= Beginning of Section =

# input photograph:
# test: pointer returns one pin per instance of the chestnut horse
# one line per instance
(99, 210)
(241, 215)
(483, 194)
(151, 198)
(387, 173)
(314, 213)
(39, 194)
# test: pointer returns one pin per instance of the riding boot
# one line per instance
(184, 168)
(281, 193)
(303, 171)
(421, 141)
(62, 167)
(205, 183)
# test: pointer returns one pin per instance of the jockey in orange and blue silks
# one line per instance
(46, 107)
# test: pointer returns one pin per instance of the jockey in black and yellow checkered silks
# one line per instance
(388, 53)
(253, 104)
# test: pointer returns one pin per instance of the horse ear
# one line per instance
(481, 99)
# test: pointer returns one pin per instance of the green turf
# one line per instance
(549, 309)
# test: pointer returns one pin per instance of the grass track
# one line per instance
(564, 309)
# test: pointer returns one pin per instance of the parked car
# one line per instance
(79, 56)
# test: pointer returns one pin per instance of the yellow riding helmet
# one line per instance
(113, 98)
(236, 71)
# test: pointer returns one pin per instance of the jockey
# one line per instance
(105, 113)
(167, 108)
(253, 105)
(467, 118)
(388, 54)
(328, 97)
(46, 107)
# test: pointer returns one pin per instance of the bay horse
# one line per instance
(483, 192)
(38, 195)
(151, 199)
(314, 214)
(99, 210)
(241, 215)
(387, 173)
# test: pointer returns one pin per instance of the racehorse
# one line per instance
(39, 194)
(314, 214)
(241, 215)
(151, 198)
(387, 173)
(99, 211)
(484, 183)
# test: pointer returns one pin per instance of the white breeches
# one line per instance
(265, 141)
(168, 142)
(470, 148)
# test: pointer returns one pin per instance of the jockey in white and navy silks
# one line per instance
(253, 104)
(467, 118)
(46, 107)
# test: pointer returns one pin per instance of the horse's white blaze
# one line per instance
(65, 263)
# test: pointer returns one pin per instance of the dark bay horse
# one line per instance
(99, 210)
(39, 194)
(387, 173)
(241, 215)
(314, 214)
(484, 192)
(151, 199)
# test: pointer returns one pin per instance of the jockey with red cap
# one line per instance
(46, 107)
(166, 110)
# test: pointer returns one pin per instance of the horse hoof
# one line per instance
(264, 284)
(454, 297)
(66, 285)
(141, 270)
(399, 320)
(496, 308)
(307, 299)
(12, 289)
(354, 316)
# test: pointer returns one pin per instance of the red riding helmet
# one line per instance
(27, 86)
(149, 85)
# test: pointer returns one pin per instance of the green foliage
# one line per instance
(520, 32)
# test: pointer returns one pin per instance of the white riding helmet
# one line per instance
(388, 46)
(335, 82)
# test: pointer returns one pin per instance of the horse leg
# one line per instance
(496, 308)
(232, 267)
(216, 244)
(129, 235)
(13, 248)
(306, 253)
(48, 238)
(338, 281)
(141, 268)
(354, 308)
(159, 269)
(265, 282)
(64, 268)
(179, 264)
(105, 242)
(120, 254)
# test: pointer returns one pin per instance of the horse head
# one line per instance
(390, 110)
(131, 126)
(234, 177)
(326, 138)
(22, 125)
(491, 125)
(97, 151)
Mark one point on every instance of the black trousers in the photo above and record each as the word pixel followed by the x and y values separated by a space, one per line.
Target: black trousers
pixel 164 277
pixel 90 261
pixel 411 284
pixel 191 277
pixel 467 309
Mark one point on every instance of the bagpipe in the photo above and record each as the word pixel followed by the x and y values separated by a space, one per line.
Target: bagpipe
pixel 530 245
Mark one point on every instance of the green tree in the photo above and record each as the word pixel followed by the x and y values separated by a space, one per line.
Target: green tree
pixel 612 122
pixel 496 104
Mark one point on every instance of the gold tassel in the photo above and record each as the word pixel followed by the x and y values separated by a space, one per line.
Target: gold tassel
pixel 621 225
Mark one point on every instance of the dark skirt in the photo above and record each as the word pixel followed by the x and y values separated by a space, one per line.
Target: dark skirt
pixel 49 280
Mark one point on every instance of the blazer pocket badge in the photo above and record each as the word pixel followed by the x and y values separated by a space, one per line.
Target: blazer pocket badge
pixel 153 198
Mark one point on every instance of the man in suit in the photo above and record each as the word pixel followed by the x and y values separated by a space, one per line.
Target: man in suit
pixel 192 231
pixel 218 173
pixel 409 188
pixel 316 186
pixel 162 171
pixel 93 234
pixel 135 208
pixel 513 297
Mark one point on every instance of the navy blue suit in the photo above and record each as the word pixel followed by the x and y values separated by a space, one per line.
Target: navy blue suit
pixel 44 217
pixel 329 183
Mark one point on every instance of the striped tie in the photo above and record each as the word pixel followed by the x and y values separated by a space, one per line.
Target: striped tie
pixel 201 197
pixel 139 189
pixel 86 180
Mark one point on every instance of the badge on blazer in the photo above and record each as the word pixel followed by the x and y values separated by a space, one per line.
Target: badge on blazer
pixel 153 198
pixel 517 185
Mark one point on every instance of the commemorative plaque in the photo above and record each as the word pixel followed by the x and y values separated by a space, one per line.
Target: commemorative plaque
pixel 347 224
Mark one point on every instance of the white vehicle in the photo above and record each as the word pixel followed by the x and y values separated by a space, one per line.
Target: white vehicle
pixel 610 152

= End of Section =

• **WORK REQUIRED**
Restate every entry exactly. Leave nothing out.

• **ANSWER SECTION**
# input photograph:
# test: pointer returns one pin per instance of the chestnut horse
# one line per instance
(99, 210)
(241, 215)
(483, 194)
(151, 198)
(387, 173)
(314, 213)
(39, 194)
# test: pointer returns one pin per instance of the riding boot
# one line per instance
(184, 168)
(281, 193)
(303, 171)
(421, 141)
(62, 167)
(205, 183)
# test: pointer returns one pin per instance of the jockey in orange and blue silks
# one line per instance
(46, 107)
# test: pointer returns one pin per instance of the jockey in black and yellow checkered silks
# one line per instance
(388, 53)
(253, 104)
# test: pointer returns one pin per instance of the horse ear
# one line per instance
(481, 99)
# test: pointer returns one pin per instance of the green turf
# one line per instance
(549, 309)
# test: pointer returns one pin per instance of the grass track
# one line per instance
(564, 309)
# test: pointer returns one pin per instance of the parked car
# one line per instance
(79, 56)
# test: pointer returns one pin per instance of the yellow riding helmet
# one line per instance
(113, 98)
(236, 71)
# test: pointer returns one pin per instance of the jockey
# one line per instance
(105, 113)
(167, 108)
(253, 105)
(467, 118)
(388, 54)
(328, 97)
(46, 107)
# test: pointer returns one pin per instance of the bay horse
# one line per instance
(483, 192)
(38, 195)
(151, 199)
(314, 214)
(99, 210)
(241, 215)
(387, 173)
# test: pointer returns one pin per instance of the racehorse
# one line per instance
(39, 194)
(314, 214)
(241, 215)
(151, 198)
(387, 173)
(99, 211)
(484, 183)
# test: pointer returns one pin per instance of the white breeches
# one line per instance
(265, 141)
(168, 142)
(470, 148)
# test: pointer returns one pin per instance of the jockey in white and navy silks
# one line per instance
(253, 104)
(467, 118)
(46, 107)
# test: pointer returns one pin per instance of the horse's white blaze
# one line per instance
(65, 263)
# test: pointer returns one pin per instance of the dark bay horse
# one line per instance
(99, 210)
(39, 194)
(387, 173)
(241, 215)
(314, 214)
(484, 192)
(151, 199)
# test: pointer returns one pin per instance of the jockey with red cap
# one line per instance
(46, 107)
(166, 110)
# test: pointer returns one pin per instance of the horse hoof
# one line per instance
(264, 284)
(454, 297)
(66, 285)
(141, 270)
(399, 320)
(496, 308)
(307, 299)
(12, 289)
(354, 316)
# test: pointer returns one pin per instance of the red riding helmet
# one line per instance
(27, 86)
(149, 85)
# test: pointer returns one pin per instance of the green foliage
# one line per instance
(520, 32)
# test: pointer returns one pin per instance of the white riding helmet
# one line per instance
(388, 46)
(335, 82)
# test: pointer returns one pin per instance of the horse leg
# one line per instance
(496, 308)
(232, 267)
(216, 244)
(129, 235)
(13, 248)
(306, 253)
(48, 238)
(338, 281)
(141, 268)
(354, 308)
(159, 269)
(265, 282)
(64, 268)
(179, 264)
(105, 242)
(120, 254)
# test: pointer returns one pin per instance of the horse head
# one line per instance
(390, 110)
(131, 126)
(234, 177)
(326, 138)
(22, 125)
(491, 125)
(97, 151)
Mark one point on every instance of the black trousers in the photo above and record each as the word pixel followed by the x and y values separated by a space, one per line.
Target: black trousers
pixel 164 277
pixel 90 261
pixel 411 284
pixel 191 277
pixel 467 309
Mark one point on every instance of the bagpipe in the photo above and record each as the word pixel followed by the x and y values separated by a space, one per line.
Target: bagpipe
pixel 530 245
Mark one point on every instance of the green tree in the photo above and record each as the word pixel followed by the x and y values separated by a space, one per line.
Target: green tree
pixel 612 122
pixel 496 104
Mark one point on every instance of the gold tassel in the photo above and record each as the word pixel followed by the x and y values separated by a space, one per line.
Target: gold tassel
pixel 621 225
Mark one point on every instance of the dark skirt in the photo above and record each as the word pixel followed by the x and y values separated by a space, one per line.
Target: dark skirt
pixel 49 280
Mark one point on every instance of the blazer pocket badge in the photo above and record each as the word pixel followed by the x and y values separated by a space, one per line.
Target: blazer pocket badge
pixel 153 198
Mark one point on every instance of the man in suit in the photo above and record each as the word pixel followed by the x and y values separated by a space, one per line.
Target: man in suit
pixel 192 231
pixel 218 173
pixel 409 188
pixel 316 186
pixel 162 171
pixel 93 234
pixel 135 208
pixel 513 297
Mark one point on every instance of the navy blue suit in the photo above and record each as the word pixel followed by the x and y values separated by a space, one per line.
Target: navy blue suit
pixel 44 217
pixel 329 183
Mark one point on every instance of the striped tie in the photo above and record each as the word pixel followed by the x and y values separated by a space, one per line.
Target: striped tie
pixel 201 197
pixel 139 189
pixel 86 180
Mark one point on every instance of the badge on blazer in the photo above and record each as the word pixel followed by the x and y values separated by a space, one per line.
Target: badge on blazer
pixel 153 198
pixel 517 185
Mark one point on every instance of the commemorative plaque in the photo above and record each as the word pixel followed by the x and y values separated by a space, one per line.
Target: commemorative plaque
pixel 347 224
Mark one point on every instance of the white vehicle in the photo above and record each as the word pixel followed by the x and y values separated by a space, one per line.
Target: white vehicle
pixel 610 152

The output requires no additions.